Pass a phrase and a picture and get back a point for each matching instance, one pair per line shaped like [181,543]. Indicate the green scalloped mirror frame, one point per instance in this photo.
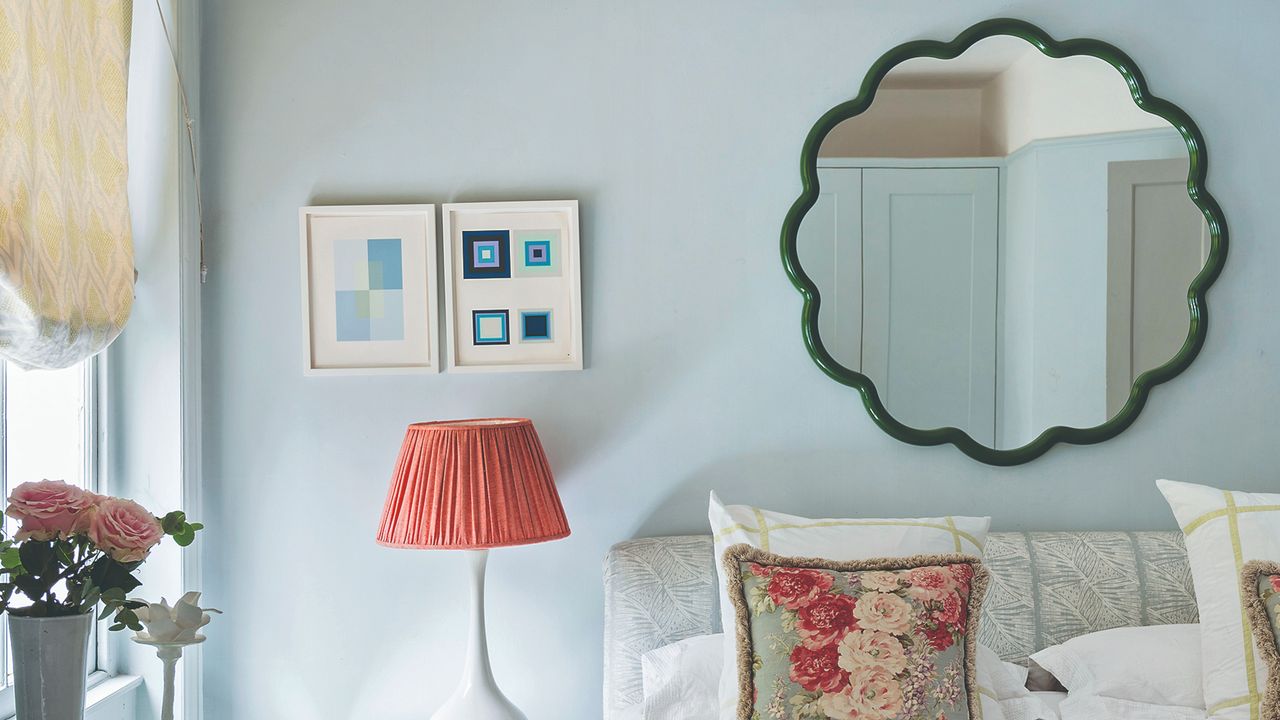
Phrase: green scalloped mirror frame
[1196,301]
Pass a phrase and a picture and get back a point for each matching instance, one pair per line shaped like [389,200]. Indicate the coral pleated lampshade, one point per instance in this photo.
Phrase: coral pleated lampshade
[470,484]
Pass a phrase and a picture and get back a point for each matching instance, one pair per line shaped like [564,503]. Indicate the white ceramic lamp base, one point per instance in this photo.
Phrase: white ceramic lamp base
[478,696]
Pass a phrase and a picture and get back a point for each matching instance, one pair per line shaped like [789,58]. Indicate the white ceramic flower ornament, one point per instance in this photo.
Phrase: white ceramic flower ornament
[177,624]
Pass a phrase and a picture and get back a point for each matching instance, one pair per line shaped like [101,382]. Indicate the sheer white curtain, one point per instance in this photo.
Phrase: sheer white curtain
[65,249]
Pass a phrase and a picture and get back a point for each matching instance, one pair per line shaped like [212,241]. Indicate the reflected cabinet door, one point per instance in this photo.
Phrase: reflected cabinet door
[1004,241]
[929,295]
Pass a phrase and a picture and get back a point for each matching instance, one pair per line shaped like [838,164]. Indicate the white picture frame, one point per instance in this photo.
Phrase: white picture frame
[512,286]
[356,322]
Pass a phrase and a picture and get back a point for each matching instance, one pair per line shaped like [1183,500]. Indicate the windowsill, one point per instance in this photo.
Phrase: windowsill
[109,688]
[105,691]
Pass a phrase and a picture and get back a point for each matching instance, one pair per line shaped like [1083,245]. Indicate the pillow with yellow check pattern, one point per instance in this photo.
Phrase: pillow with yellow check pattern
[1224,529]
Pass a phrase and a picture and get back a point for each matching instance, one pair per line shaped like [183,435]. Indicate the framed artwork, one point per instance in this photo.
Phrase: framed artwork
[369,288]
[512,286]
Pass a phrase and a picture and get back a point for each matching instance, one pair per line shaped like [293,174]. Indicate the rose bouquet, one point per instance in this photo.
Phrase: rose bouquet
[76,548]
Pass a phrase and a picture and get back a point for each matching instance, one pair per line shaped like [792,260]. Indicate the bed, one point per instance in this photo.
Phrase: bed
[1046,588]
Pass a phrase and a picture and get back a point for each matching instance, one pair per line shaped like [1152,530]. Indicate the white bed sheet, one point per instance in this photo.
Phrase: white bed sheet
[1050,698]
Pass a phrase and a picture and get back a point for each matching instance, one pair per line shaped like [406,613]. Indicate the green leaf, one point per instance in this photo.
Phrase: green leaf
[36,556]
[173,522]
[31,586]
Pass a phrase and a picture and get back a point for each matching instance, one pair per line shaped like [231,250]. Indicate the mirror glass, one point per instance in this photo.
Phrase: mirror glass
[1002,242]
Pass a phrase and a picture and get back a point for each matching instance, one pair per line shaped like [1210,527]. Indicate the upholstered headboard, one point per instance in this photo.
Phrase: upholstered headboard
[1046,588]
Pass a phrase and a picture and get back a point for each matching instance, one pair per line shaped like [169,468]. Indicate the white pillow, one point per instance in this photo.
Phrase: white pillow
[1004,691]
[680,683]
[1156,665]
[840,540]
[1101,707]
[681,679]
[1225,529]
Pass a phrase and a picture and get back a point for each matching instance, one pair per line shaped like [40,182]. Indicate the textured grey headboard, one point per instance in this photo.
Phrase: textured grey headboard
[1046,588]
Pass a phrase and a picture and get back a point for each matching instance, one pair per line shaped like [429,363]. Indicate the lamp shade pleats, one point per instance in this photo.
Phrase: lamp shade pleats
[469,484]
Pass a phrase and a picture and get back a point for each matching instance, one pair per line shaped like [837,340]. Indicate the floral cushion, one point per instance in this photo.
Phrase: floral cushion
[868,639]
[1260,587]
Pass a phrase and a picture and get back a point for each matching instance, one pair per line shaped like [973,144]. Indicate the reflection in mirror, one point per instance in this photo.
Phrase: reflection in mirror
[1002,242]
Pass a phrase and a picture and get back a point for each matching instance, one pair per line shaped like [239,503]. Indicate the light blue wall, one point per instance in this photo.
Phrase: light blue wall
[1054,364]
[679,126]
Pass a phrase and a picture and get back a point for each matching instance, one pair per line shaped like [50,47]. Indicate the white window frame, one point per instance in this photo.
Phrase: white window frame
[103,682]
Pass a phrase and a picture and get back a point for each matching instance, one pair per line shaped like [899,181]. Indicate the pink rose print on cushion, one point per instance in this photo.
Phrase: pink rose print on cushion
[940,638]
[880,580]
[961,574]
[872,648]
[794,588]
[952,611]
[818,669]
[872,695]
[49,509]
[929,583]
[826,619]
[883,611]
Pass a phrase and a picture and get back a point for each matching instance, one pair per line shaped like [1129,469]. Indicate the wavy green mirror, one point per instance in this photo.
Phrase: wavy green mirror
[1004,241]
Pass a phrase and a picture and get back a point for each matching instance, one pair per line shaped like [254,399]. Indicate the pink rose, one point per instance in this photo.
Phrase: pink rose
[952,611]
[49,509]
[872,648]
[929,583]
[824,620]
[940,638]
[794,588]
[818,669]
[123,529]
[880,580]
[883,611]
[872,695]
[961,573]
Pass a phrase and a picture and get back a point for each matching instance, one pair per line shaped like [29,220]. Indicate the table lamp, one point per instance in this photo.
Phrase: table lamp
[472,484]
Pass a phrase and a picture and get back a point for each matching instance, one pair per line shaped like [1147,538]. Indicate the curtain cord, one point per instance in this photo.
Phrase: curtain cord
[191,142]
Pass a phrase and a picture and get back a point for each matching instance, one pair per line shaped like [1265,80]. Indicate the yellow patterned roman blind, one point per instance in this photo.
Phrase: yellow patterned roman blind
[65,250]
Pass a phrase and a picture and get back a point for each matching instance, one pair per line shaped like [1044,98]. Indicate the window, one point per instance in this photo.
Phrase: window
[48,431]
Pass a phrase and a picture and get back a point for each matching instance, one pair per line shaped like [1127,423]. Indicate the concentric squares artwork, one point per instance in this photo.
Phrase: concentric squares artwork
[544,274]
[535,326]
[490,327]
[487,254]
[539,253]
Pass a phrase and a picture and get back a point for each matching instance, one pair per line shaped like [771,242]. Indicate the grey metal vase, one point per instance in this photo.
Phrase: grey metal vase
[50,664]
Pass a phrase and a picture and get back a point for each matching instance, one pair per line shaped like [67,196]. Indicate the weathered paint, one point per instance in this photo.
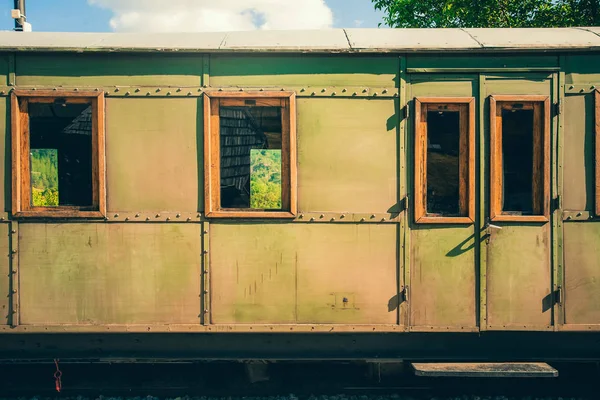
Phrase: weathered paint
[5,274]
[95,273]
[442,284]
[519,277]
[5,158]
[163,136]
[482,62]
[347,163]
[579,141]
[265,71]
[91,70]
[442,257]
[582,69]
[297,273]
[582,273]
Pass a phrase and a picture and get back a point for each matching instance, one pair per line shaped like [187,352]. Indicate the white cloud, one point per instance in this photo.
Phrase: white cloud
[215,15]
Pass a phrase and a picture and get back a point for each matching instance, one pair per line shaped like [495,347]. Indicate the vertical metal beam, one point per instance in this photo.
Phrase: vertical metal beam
[12,73]
[480,223]
[205,70]
[558,95]
[205,274]
[14,273]
[403,265]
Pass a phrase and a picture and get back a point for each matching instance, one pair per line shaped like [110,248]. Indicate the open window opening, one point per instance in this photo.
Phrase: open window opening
[520,158]
[58,152]
[250,153]
[444,160]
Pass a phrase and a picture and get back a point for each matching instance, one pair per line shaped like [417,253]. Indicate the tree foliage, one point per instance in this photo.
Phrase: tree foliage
[44,177]
[265,181]
[489,13]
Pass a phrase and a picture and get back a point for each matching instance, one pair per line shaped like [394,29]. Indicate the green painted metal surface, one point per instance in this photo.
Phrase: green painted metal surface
[257,71]
[347,155]
[442,284]
[302,273]
[5,157]
[482,62]
[519,277]
[5,274]
[154,154]
[96,273]
[108,69]
[582,69]
[442,257]
[579,174]
[582,273]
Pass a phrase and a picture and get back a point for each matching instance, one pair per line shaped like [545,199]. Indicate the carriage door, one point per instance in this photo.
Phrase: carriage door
[516,266]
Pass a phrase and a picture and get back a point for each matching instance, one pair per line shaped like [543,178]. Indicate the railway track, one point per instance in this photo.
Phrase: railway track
[307,381]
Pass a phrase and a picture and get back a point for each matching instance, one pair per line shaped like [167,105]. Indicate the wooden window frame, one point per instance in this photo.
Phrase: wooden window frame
[466,107]
[21,177]
[597,145]
[212,180]
[541,126]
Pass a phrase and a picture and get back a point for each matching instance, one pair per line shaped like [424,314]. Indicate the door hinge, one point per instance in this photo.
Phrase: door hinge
[558,295]
[558,108]
[406,111]
[404,294]
[555,203]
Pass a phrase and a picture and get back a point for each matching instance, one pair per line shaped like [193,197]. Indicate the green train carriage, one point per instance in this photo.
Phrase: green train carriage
[325,194]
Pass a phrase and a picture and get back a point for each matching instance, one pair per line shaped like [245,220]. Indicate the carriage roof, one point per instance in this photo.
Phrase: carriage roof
[318,41]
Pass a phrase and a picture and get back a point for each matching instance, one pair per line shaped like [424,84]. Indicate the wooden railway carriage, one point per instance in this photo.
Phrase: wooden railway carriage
[436,194]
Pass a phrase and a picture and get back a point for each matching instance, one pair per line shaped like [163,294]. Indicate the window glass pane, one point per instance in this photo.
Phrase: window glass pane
[250,157]
[60,154]
[517,160]
[443,145]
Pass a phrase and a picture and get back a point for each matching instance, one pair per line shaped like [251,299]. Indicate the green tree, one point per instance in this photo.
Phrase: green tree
[489,13]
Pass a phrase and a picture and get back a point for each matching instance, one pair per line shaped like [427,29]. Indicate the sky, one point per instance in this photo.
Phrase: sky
[191,15]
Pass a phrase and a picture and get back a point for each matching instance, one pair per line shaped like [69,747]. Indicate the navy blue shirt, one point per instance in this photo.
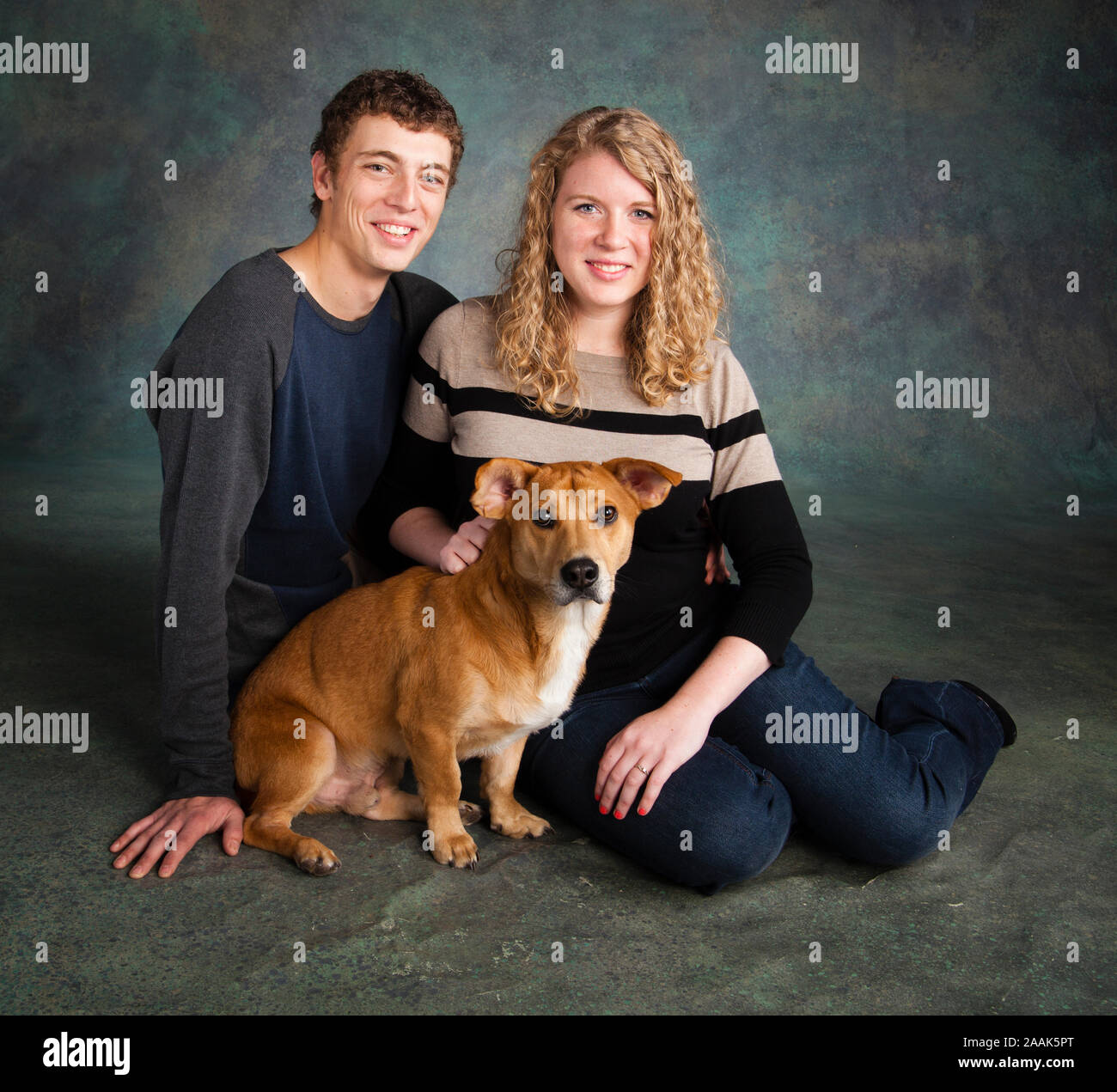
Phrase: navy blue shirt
[332,424]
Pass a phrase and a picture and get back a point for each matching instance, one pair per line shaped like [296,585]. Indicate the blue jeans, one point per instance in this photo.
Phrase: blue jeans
[882,795]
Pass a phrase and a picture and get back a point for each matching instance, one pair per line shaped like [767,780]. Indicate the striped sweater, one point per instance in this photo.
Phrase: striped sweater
[461,411]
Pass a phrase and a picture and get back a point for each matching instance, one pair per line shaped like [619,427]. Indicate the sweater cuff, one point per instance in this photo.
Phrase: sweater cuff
[200,778]
[766,623]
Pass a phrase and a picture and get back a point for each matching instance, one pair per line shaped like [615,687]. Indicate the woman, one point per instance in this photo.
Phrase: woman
[686,747]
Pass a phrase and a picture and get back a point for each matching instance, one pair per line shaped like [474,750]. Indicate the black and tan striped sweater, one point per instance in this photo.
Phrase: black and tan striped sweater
[461,411]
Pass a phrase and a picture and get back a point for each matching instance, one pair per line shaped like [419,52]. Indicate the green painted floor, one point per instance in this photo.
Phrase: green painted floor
[981,929]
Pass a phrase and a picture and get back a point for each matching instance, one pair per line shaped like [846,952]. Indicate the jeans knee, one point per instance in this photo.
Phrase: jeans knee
[907,839]
[729,850]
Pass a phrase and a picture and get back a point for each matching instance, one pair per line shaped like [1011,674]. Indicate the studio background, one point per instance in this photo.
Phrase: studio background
[919,508]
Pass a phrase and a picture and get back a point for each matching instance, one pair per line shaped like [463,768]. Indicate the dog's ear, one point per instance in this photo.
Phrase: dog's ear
[648,481]
[495,484]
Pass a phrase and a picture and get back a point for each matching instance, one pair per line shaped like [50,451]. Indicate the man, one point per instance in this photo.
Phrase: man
[309,349]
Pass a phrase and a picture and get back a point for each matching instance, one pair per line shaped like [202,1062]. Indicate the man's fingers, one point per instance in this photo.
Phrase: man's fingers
[234,832]
[152,853]
[185,841]
[137,827]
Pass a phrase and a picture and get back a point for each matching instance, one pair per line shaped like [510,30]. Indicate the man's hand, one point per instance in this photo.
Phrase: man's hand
[465,547]
[190,819]
[660,741]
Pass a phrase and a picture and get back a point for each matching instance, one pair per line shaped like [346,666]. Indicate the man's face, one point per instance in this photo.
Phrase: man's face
[384,200]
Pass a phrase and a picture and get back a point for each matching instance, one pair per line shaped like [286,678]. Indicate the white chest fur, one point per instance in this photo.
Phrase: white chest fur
[562,668]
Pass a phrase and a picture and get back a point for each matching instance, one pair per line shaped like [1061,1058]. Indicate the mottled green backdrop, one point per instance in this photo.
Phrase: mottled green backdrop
[799,174]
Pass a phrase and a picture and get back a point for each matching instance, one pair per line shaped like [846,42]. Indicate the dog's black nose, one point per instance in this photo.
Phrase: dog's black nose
[580,573]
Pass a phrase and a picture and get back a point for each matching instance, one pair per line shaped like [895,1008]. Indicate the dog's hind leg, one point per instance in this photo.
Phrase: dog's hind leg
[297,770]
[389,802]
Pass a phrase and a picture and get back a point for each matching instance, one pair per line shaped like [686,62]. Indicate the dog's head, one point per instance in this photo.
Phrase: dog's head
[571,524]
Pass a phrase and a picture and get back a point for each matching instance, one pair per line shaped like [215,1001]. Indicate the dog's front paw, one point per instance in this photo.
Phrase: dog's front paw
[459,850]
[518,823]
[314,857]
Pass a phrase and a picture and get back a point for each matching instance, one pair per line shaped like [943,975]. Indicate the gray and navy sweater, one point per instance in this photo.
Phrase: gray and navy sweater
[259,503]
[461,411]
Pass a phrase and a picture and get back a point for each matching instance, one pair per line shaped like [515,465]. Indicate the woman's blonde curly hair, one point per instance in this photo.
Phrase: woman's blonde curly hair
[674,315]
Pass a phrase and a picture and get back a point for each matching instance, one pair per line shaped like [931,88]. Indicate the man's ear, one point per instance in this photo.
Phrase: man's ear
[648,481]
[495,484]
[320,175]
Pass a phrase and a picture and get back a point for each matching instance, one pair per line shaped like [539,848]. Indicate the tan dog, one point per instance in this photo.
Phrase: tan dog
[438,668]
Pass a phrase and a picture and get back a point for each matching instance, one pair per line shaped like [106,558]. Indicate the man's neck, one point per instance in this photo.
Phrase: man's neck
[333,279]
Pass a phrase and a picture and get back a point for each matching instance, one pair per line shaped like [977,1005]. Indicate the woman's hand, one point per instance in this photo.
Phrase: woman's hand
[660,741]
[465,546]
[716,570]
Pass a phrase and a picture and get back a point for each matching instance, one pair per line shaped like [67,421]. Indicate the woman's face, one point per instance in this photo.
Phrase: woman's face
[601,235]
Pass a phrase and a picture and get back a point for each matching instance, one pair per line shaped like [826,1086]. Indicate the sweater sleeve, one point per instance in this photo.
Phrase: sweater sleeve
[753,514]
[215,468]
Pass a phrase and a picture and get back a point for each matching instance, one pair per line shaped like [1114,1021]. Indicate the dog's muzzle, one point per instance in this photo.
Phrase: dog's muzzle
[581,580]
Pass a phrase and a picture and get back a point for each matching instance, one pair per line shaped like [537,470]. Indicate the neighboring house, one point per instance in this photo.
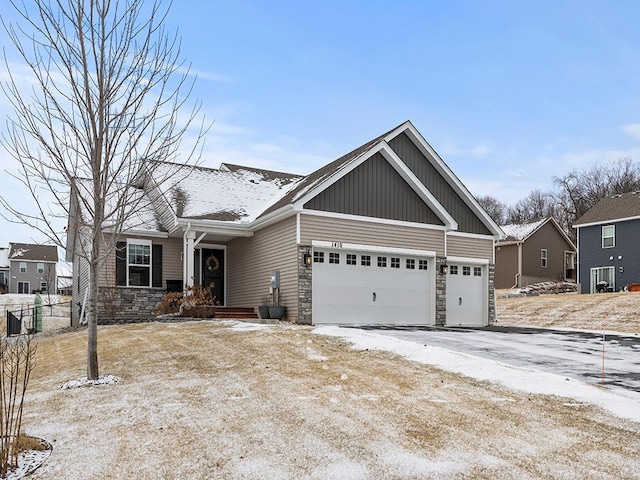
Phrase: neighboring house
[33,267]
[366,239]
[608,253]
[534,252]
[5,270]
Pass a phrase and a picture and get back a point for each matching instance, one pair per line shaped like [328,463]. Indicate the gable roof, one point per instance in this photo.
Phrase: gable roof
[611,208]
[27,251]
[520,232]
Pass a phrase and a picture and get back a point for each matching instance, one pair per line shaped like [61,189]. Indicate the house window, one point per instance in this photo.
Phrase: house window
[609,236]
[602,279]
[139,264]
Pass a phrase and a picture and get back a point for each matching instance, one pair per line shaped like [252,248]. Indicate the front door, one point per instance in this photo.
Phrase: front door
[212,268]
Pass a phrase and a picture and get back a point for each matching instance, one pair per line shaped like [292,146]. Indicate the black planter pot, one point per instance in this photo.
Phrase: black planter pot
[276,312]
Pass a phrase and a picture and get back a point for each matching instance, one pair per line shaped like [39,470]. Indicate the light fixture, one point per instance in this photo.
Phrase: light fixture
[306,258]
[444,268]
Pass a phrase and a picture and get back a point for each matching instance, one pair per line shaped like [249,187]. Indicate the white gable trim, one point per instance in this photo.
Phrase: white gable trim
[399,166]
[360,218]
[428,151]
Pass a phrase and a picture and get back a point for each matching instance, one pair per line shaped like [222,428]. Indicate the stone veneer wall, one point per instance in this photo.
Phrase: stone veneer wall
[441,294]
[123,304]
[304,287]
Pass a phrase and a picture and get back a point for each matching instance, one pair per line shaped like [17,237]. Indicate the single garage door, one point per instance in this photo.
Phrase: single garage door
[355,287]
[466,294]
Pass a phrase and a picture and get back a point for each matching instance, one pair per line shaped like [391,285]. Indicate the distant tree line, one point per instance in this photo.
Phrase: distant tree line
[573,194]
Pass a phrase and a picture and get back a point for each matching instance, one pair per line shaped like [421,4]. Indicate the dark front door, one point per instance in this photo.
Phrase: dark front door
[213,272]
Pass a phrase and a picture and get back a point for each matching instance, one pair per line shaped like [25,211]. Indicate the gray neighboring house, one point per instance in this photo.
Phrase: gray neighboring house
[33,267]
[607,238]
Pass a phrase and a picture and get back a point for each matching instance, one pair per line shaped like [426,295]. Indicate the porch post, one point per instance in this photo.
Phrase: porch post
[187,265]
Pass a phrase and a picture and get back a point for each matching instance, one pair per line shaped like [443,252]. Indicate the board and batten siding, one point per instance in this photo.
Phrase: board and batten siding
[374,189]
[422,167]
[171,261]
[315,227]
[250,262]
[470,247]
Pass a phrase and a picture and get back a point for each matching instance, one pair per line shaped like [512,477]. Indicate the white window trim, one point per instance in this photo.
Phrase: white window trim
[131,241]
[611,236]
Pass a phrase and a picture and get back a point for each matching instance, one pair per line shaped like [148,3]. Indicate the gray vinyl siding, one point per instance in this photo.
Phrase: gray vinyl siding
[374,189]
[591,254]
[328,229]
[468,221]
[506,266]
[470,247]
[171,261]
[251,260]
[546,237]
[31,275]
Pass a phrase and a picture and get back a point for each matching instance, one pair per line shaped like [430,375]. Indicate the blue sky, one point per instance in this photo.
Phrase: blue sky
[508,93]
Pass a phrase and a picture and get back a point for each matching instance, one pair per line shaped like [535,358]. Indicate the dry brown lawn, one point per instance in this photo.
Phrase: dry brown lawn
[599,311]
[203,400]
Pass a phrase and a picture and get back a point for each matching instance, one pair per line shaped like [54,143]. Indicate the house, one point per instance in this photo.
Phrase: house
[386,234]
[534,252]
[32,267]
[608,255]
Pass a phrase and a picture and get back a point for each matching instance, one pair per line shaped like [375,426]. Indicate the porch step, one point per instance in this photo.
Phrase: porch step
[235,312]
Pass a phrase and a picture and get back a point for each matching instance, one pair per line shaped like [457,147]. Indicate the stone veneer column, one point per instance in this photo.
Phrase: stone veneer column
[492,295]
[441,293]
[304,287]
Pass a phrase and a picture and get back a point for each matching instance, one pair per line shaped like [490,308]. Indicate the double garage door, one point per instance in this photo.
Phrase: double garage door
[366,287]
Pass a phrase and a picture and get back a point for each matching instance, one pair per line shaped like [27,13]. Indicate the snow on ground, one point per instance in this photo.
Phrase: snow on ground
[622,403]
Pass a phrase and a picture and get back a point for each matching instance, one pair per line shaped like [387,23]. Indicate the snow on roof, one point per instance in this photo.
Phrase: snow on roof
[520,231]
[233,195]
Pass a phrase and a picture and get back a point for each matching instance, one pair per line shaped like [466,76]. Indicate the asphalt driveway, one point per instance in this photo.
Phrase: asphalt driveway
[574,354]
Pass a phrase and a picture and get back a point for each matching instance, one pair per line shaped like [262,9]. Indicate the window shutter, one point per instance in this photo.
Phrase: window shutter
[156,266]
[121,263]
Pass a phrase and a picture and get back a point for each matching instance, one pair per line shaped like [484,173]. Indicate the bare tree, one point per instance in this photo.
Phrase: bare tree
[109,85]
[494,208]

## TASK TO CARRY OUT
Your answer must be the lines above from the one containing "Phrase: distant tree line" to the one containing "shaped like [54,143].", both included, restated word for word.

## RESPONSE TO THE TASK
Phrase: distant tree line
[573,194]
Pass a phrase and a picture and get back a point for each matching instance, one pair per line shaped like [421,4]. Indicate the dark front door, one point per instance in this photo.
Phrase: dark front door
[213,272]
Pass a phrase and a picture and get back a point for each matching instance, one pair per line shaped like [25,211]. Indicate the gray neighboring house, one point per instance in this photo.
Phrase: gray neighboring house
[33,267]
[607,238]
Pass a phrase and a picture and get back a point for each matching instance, one pair per line shaped like [426,295]. Indicate the porch post, one point per instance in this photo.
Phrase: porch post
[187,265]
Pass a phrase and a picture and get back a point for each matching instance, one pair per line shaped like [443,252]. Indicate the board and batten siding, one point per instance in this photo.
Phrase: board and batten siding
[374,189]
[422,167]
[171,261]
[315,227]
[250,262]
[470,247]
Pass a phrase and a picture and get back a point for each matching instance, one pair per line shaped like [512,477]. Indicate the white window trim, one point per instance in this photo.
Phrase: white window trim
[131,241]
[611,236]
Pass a phrase and a picture and get back a point for each matching instance, one pair per line shaped like [148,3]. Indicate the gray vinyl siding, one point per instance in this photo.
Phrase: gray vinyl siding
[374,189]
[591,254]
[328,229]
[468,221]
[506,266]
[470,247]
[171,261]
[251,260]
[546,237]
[31,275]
Pass a phrase and a picture and get back a point for each matching instance, one pair per line shaped like [430,375]. Indicate the blue sky, one point per instance in this photo.
Phrase: blue sky
[508,93]
Pass a phrase and a picture and get back a point for each matching instance, one pair per line shaped like [535,358]. Indicate the dry brown lawn, one point per instance in this photo.
Phrase: dry brown lawn
[599,311]
[203,400]
Pass a phrase and a picture and get back a point for each matching instance, one pair per line shaped like [54,143]. Indicate the house, one point per instance in this photo.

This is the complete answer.